[START]

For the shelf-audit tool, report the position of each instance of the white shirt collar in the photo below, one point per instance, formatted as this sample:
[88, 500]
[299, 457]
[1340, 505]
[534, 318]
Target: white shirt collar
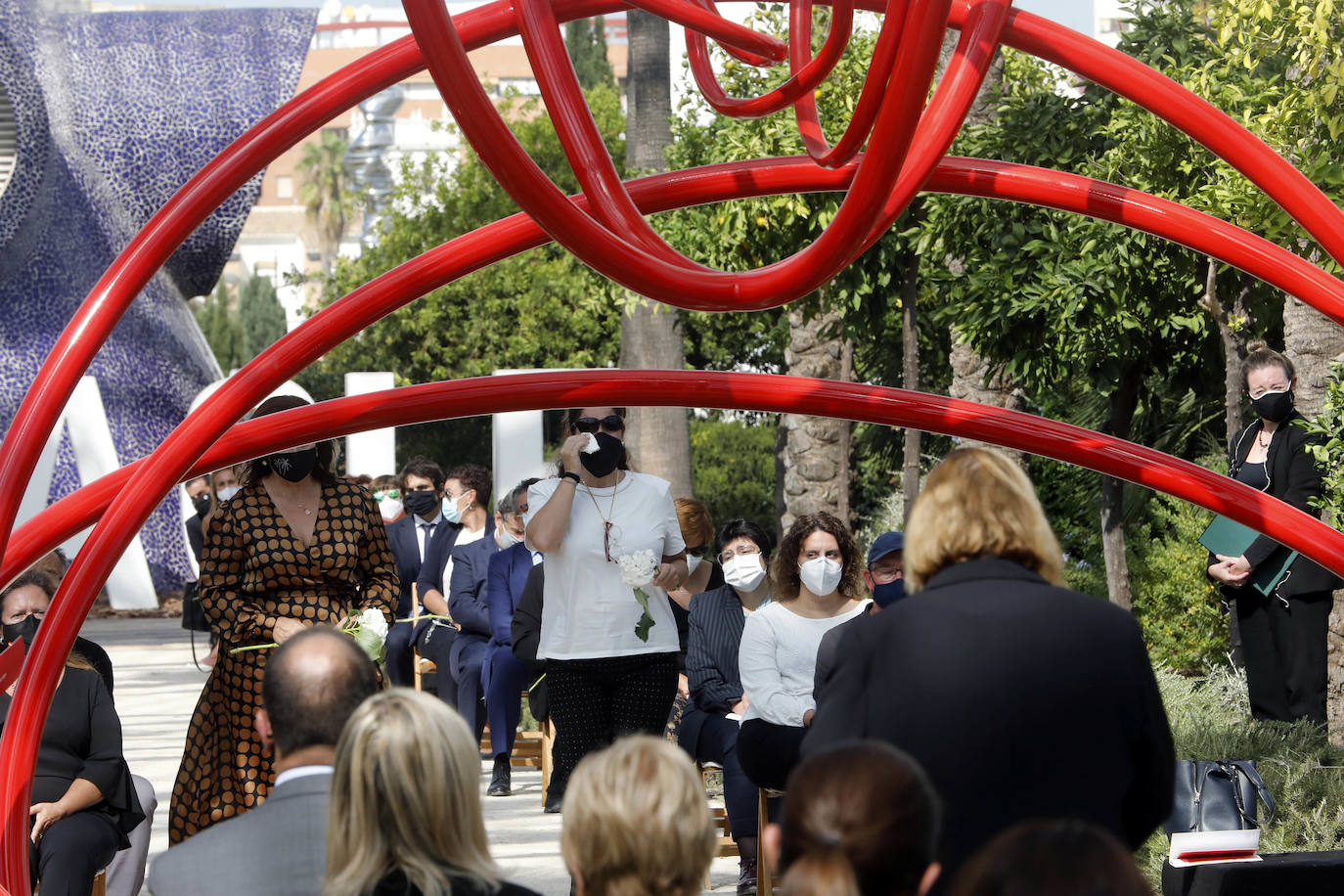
[301, 771]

[END]

■ **Goal**:
Rewrite the records above as a numbered list with one line per item, dropping any blank lines and leaving out the pictures.

■ **Solved problem**:
1. For the shelf-audit tool, report the position of each instance of the white shirt collar in the photo below, one point per instance, formatted as this sample:
2. [88, 500]
3. [299, 457]
4. [1340, 505]
5. [534, 318]
6. Target: white shirt collar
7. [301, 771]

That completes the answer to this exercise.